(Rows taken from a dataset)
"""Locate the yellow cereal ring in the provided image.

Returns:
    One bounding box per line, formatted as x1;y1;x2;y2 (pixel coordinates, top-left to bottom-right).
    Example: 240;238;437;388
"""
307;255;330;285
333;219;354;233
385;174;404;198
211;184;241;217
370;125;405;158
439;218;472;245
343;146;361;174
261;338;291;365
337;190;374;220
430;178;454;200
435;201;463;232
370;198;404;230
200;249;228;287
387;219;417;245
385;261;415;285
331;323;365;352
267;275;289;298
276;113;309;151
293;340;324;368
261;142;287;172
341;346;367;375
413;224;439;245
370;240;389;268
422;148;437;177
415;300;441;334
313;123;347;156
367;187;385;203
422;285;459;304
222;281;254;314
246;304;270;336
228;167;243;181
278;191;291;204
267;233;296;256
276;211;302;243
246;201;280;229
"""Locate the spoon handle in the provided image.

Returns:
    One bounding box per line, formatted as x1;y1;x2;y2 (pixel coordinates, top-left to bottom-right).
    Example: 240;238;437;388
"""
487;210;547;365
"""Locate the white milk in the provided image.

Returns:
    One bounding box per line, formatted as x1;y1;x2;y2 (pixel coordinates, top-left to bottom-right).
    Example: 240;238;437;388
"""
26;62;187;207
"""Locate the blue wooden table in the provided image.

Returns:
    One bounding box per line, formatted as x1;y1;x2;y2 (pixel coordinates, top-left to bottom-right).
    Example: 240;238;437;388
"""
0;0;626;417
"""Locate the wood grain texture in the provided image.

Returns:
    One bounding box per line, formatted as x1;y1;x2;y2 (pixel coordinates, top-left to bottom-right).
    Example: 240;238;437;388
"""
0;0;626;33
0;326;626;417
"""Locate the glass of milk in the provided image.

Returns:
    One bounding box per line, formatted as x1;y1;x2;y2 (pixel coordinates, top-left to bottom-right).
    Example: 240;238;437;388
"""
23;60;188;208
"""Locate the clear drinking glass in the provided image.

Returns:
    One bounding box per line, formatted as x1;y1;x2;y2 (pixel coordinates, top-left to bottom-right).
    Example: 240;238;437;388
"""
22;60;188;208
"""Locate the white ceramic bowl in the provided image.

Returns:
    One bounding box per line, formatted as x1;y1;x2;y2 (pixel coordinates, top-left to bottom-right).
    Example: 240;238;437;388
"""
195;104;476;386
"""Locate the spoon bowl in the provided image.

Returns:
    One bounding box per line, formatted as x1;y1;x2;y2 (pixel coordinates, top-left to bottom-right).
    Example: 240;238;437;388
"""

WHAT TO PRODUCE - Pick out each line in the entries above that contains the word "spoon". Copy every one of those lines in full.

SOLUTION -
"""Locate the spoon handle in the provided image.
"""Locate the spoon bowl in the provided image.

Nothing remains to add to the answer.